Supplied text:
It’s a fair comparison predicated on how two classes of Mac users consume Mac products.
It drives home why there’s an active EIM forum at all — with many regulars running Monterey, Ventura, and Sonoma on their Early Intel Macs (and who report doing their everyday work quite well).
Regulars also recognize how efficiency, over time,
when being realistic (that is: a real, lifetime analysis of factoring resource extraction, labour, milling, assembly, packaging, transport, merchandising, and having the hecking thing shipped home or to work, in addition to lifetime energy use), means a robustly built unit with the ability to replace and upgrade parts (in a post-Moore world) occupies a far smaller carbon footprint over time, whereas benefits to “buying new” every 2–4yrs isn’t the great leap forward it may have been some 20 or 30 years ago.

Information given:

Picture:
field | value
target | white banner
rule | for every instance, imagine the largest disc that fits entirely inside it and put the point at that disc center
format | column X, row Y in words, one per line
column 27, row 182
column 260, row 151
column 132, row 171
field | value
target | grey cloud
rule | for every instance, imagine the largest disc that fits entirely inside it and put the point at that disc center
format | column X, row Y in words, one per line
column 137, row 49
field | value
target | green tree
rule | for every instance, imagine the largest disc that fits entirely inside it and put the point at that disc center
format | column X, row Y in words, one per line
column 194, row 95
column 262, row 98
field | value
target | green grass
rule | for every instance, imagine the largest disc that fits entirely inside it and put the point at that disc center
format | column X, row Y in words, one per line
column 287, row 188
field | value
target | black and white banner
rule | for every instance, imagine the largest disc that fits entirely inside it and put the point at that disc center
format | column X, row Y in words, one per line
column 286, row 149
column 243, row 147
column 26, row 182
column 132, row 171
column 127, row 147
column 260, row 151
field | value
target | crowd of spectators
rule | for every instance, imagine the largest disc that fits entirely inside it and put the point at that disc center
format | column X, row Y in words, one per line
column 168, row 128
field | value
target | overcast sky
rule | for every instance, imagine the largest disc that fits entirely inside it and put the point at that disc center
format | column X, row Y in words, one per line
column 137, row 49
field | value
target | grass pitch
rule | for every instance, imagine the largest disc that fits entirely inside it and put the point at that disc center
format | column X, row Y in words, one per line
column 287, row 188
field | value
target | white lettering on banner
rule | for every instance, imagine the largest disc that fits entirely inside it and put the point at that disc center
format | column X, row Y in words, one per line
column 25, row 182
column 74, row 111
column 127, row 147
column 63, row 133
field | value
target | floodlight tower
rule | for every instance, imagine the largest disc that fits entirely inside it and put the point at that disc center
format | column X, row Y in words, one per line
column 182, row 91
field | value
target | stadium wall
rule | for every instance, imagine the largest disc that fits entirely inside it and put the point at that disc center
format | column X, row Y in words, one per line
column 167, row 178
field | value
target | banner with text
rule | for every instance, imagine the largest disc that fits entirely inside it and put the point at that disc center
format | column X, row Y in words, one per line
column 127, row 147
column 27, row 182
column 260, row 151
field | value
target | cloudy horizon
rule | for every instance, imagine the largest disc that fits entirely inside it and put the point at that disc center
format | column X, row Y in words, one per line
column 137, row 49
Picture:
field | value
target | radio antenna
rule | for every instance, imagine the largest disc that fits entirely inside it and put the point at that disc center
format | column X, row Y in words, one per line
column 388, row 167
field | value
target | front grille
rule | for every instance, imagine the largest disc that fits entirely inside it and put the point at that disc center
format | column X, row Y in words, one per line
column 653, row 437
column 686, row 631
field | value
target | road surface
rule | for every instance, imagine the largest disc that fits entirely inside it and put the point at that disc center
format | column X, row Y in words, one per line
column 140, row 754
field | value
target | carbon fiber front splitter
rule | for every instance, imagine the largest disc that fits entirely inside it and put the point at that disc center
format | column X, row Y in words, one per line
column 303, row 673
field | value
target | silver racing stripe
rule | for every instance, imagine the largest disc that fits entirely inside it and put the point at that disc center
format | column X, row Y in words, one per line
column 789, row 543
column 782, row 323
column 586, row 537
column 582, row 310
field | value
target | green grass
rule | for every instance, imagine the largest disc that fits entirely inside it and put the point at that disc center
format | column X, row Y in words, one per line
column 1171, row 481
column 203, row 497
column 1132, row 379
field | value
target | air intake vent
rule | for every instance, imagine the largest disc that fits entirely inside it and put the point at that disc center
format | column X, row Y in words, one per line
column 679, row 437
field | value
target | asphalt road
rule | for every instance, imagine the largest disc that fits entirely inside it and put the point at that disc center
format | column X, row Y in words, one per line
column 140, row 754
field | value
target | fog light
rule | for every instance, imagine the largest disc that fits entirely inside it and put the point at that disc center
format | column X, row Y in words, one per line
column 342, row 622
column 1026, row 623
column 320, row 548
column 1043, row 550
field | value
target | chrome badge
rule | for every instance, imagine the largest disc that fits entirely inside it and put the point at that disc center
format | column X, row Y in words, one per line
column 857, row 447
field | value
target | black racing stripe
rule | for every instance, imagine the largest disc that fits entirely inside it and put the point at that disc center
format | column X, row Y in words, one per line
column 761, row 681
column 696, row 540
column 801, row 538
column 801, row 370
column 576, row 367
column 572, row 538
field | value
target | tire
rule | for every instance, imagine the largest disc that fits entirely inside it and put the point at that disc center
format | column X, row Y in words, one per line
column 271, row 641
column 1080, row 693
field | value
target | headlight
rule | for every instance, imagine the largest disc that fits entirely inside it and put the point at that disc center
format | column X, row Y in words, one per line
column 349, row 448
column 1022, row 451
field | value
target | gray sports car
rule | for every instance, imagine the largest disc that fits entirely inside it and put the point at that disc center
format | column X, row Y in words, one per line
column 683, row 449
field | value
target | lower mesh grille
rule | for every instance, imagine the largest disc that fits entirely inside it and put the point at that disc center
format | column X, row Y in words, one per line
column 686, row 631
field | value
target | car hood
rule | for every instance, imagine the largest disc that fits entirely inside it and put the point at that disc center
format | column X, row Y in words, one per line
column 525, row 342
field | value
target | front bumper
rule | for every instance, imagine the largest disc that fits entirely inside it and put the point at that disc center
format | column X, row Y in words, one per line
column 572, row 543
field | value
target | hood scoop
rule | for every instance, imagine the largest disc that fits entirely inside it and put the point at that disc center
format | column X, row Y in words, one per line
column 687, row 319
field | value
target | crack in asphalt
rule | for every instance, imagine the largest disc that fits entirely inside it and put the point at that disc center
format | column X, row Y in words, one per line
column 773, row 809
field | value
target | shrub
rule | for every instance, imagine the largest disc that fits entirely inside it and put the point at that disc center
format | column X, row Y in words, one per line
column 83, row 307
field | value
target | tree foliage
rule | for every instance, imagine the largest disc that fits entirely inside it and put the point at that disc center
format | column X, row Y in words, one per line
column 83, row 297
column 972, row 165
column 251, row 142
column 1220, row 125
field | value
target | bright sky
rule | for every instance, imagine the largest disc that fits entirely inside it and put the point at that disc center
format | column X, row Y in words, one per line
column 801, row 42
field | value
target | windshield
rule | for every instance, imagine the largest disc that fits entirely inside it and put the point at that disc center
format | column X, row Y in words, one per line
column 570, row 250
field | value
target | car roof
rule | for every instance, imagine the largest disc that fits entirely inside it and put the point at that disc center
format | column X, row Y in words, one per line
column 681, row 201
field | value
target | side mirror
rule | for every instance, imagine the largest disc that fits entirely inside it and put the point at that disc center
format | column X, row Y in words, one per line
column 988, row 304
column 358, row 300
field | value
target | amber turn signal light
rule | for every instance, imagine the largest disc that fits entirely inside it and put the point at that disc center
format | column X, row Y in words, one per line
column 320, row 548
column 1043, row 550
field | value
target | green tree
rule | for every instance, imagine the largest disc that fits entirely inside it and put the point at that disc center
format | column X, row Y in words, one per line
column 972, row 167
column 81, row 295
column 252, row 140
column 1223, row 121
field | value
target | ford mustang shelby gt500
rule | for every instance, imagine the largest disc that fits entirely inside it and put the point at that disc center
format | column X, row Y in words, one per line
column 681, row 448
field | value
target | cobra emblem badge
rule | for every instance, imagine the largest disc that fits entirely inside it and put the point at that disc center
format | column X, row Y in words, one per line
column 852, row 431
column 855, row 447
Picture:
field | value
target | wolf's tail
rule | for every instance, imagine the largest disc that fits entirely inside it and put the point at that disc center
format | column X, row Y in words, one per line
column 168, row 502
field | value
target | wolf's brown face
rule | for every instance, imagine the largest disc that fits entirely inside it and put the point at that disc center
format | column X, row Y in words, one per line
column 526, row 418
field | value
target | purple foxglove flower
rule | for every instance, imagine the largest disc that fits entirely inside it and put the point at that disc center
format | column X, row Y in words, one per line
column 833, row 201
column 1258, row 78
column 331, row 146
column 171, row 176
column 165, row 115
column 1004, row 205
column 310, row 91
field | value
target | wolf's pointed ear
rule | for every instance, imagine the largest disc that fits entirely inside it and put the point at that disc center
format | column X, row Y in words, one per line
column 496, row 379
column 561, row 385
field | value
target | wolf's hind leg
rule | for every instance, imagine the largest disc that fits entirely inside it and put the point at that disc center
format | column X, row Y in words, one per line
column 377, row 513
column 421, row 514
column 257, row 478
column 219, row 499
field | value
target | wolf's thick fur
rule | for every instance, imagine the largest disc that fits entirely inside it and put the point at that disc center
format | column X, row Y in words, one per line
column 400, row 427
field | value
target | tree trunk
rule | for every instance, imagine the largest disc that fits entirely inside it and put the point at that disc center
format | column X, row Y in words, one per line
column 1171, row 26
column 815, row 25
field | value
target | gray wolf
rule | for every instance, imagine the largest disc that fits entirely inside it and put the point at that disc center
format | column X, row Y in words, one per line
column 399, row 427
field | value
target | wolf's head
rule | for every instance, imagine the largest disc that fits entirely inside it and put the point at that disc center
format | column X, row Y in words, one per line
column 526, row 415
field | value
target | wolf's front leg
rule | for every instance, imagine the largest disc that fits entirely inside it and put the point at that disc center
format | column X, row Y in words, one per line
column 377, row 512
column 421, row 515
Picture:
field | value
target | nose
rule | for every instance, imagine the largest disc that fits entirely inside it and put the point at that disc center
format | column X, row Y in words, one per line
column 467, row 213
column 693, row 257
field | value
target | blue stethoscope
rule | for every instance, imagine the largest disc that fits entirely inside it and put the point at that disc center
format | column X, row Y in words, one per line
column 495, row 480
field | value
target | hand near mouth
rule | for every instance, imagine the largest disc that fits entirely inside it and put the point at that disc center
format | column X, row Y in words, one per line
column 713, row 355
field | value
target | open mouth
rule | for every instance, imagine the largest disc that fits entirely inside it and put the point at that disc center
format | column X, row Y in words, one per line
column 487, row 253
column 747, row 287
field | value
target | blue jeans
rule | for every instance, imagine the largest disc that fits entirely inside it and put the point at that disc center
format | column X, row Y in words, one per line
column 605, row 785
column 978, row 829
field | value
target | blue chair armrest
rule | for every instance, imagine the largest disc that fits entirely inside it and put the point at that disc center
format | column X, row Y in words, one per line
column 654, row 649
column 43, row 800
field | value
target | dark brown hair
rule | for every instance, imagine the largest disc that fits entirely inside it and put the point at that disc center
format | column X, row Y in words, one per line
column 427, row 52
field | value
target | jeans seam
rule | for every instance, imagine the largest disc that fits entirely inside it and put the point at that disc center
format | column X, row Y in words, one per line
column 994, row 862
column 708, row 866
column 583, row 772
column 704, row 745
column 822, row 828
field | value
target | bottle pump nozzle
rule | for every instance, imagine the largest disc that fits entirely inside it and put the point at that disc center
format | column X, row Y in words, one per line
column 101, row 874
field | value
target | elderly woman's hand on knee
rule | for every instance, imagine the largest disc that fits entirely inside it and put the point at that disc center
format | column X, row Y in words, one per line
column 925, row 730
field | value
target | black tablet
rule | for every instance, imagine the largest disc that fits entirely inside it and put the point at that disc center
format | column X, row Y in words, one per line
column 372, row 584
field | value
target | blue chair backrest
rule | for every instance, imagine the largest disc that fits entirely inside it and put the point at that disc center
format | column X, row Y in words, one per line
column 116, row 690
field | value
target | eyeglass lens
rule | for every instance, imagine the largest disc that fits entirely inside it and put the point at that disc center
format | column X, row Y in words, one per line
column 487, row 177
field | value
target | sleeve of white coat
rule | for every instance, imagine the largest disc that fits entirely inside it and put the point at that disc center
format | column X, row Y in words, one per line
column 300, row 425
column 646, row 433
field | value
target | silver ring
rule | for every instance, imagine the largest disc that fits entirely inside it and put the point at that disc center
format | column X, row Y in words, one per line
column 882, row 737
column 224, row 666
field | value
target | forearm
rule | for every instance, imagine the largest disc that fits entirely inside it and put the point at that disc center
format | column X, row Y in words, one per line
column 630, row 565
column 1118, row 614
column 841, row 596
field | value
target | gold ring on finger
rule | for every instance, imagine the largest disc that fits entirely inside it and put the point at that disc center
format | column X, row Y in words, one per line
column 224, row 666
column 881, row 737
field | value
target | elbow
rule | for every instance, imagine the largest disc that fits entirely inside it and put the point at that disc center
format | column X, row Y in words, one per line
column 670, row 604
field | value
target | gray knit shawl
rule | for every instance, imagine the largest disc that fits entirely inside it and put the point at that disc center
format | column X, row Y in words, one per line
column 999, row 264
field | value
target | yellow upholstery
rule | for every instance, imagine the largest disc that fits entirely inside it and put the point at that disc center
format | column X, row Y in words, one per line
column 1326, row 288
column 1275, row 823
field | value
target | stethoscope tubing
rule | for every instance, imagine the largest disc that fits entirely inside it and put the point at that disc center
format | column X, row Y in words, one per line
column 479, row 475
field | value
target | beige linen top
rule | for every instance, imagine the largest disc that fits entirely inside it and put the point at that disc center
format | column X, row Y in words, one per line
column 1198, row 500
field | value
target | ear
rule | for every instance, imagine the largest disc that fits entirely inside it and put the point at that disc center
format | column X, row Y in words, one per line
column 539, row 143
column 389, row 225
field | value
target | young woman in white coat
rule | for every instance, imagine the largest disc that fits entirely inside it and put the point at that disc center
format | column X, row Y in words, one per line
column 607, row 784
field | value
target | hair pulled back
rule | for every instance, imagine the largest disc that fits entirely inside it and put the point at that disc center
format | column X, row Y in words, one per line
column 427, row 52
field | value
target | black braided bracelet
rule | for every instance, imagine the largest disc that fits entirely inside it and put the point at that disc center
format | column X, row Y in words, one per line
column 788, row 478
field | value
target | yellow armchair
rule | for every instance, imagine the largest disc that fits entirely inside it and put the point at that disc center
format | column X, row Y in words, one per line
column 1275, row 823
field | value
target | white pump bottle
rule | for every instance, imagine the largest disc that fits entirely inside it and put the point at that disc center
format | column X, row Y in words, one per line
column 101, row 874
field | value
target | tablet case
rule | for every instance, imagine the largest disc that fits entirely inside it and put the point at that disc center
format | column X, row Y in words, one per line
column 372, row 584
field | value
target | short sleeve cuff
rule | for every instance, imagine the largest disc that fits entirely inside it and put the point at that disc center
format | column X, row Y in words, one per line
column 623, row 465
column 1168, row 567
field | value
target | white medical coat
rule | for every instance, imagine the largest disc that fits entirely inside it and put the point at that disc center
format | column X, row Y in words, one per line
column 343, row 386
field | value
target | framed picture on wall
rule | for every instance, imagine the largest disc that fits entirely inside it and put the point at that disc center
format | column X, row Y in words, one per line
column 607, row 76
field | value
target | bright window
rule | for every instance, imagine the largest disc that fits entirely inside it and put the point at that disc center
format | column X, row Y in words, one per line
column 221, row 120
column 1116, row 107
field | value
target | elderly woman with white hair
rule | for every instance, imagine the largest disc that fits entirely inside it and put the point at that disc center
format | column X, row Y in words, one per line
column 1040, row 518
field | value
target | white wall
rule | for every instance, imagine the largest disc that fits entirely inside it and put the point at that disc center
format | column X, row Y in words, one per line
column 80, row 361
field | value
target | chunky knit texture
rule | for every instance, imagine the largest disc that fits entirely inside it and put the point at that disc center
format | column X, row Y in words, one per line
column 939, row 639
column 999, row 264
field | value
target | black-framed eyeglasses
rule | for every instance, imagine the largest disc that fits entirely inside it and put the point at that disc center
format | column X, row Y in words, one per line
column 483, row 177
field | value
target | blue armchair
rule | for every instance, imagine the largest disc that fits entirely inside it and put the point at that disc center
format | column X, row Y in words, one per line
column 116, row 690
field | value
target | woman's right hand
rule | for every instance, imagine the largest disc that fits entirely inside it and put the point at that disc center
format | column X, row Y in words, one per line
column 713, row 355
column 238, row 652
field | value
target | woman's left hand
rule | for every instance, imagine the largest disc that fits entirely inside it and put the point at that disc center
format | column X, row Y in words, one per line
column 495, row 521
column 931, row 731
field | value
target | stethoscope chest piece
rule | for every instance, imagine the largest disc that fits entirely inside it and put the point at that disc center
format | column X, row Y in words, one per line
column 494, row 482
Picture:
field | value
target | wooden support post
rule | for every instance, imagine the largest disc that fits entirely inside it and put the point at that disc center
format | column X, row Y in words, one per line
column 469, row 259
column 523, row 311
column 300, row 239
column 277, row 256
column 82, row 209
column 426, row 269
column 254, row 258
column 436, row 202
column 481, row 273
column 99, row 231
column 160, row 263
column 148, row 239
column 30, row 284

Directive 1: Rewrite the paragraph of the passage about Early Intel Macs that begins "Regulars also recognize" as a short bulleted list that keeps its main facts.
Directive 2:
For each statement, say yes or no according to the passage about Early Intel Macs, and quote the words that decide it.
(a) Many regulars run Sonoma on their Early Intel Macs.
(b) Regulars report struggling with their everyday work on these machines.
(c) Buying new every 2–4 years is a bigger leap forward now than it was 20 or 30 years ago.
Rely only on the passage about Early Intel Macs.

Exercise result 1:
Regulars recognize that:
- A realistic lifetime view of efficiency counts resource extraction, labor, milling, assembly, packaging, transport, merchandising, shipping to home or work, and lifetime energy use.
- Seen that way, a robustly built unit with replaceable and upgradable parts (in a post-Moore world) has a far smaller carbon footprint over time.
- Buying new every 2–4 years isn't the great leap forward it may have been 20 or 30 years ago.

Exercise result 2:
(a) Yes: "many regulars running Monterey, Ventura, and Sonoma on their Early Intel Macs"
(b) No: "who report doing their everyday work quite well"
(c) No: "benefits to “buying new” every 2–4yrs isn’t the great leap forward it may have been some 20 or 30 years ago"